Listed entries below:

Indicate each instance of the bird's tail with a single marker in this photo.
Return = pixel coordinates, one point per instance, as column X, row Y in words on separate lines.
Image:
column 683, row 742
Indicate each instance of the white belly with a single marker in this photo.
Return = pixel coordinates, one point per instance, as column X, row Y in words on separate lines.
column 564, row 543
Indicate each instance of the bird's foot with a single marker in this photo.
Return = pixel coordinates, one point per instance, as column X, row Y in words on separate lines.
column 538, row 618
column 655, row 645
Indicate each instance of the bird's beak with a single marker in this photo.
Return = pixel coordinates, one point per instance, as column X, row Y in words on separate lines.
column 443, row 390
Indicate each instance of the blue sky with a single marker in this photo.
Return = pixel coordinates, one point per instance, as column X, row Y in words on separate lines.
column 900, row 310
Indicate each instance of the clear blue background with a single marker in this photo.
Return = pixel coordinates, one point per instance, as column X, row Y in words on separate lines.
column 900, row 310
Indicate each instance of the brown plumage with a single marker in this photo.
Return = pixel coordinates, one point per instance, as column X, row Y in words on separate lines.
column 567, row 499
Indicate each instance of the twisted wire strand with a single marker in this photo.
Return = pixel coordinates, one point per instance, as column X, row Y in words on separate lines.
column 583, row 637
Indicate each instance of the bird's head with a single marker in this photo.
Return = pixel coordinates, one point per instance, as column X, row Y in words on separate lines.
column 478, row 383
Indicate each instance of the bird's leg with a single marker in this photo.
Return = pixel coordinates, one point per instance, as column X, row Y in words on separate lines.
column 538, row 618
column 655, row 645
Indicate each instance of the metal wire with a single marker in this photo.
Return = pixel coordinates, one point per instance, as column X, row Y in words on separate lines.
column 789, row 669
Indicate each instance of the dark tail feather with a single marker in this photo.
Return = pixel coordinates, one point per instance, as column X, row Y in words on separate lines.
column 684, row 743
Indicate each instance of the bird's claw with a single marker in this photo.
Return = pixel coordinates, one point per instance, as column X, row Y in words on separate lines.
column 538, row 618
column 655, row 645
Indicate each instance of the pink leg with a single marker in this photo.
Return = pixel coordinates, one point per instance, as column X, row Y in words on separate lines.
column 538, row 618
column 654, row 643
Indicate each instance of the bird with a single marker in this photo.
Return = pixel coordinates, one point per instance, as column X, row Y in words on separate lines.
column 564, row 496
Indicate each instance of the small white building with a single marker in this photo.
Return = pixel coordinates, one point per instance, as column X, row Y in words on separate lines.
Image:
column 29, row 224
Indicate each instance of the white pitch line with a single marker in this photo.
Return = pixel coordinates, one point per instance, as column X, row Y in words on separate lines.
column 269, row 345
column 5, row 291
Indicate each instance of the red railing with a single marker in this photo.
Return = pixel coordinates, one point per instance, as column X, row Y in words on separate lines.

End of Listed entries.

Type out all of the records again, exactly.

-- Written answer --
Indicate each instance of the bird's tail with a single marker in this photo.
Return = pixel coordinates, one point per instance, as column X, row Y in words on separate lines.
Image:
column 683, row 742
Indicate each instance of the white belly with a single marker in this photo.
Return = pixel coordinates, one point per instance, as column X, row Y in words on separate lines.
column 564, row 543
Indicate each instance of the bird's foot with a single marker in this photo.
Return = pixel coordinates, one point per instance, as column X, row Y in words on separate lines.
column 538, row 618
column 655, row 645
Indicate each instance of the bird's beak with a single marker in this photo.
Return = pixel coordinates, one point per instance, as column X, row Y in words on separate lines.
column 443, row 390
Indicate each instance of the blue sky with a single marker in this photo.
Return = pixel coordinates, one point per instance, as column X, row Y in words on separate lines.
column 900, row 310
Indicate each instance of the clear blue background with a single marker in this photo.
Return = pixel coordinates, one point per instance, as column X, row Y in words on separate lines.
column 900, row 310
Indicate each instance of the brown plumage with a single marker in this photo.
Return = pixel coordinates, one point per instance, as column X, row Y in words on separate lines.
column 567, row 499
Indicate each instance of the twisted wire strand with a single marker in this photo.
Return = pixel coordinates, one point per instance, as column X, row Y in words on separate lines.
column 583, row 637
Indicate each instance of the bird's head with a single marker in this photo.
Return = pixel coordinates, one point per instance, as column X, row Y in words on separate lines.
column 478, row 383
Indicate each instance of the bird's leg with a single marker in this photo.
Return = pixel coordinates, one point per instance, as column X, row Y in words on separate lines.
column 538, row 618
column 655, row 645
Indicate each instance of the metal wire with a single marker in this photo.
Return = pixel coordinates, one point per instance, as column X, row Y in words on separate lines.
column 789, row 669
Indicate each instance of the dark tail feather with a single marker in this photo.
Return = pixel coordinates, one point per instance, as column X, row Y in words on separate lines.
column 684, row 743
Indicate each instance of the bird's claw with a single marker in this photo.
Return = pixel coordinates, one point per instance, as column X, row Y in words on separate lines.
column 538, row 618
column 655, row 645
Indicate each instance of the pink leg with a single marker in this photo.
Return = pixel coordinates, one point per instance, as column X, row Y in words on separate lines.
column 538, row 618
column 654, row 643
Indicate each instance of the bird with a single marker in this photo.
Return = pixel coordinates, one point per instance, as column X, row Y in words on separate lines.
column 564, row 496
Indicate each instance of the small white building with a single marker in this photo.
Return = pixel coordinates, one point per instance, as column X, row Y in words on separate lines.
Image:
column 29, row 224
Indicate each instance of the white pitch line with a single marker in this photo.
Return = pixel coordinates, one point per instance, as column X, row Y in words on separate lines.
column 269, row 345
column 5, row 291
Indicate each instance of the red railing with a single marker in this photo.
Return = pixel coordinates, one point per instance, as column X, row Y in words on separate lines.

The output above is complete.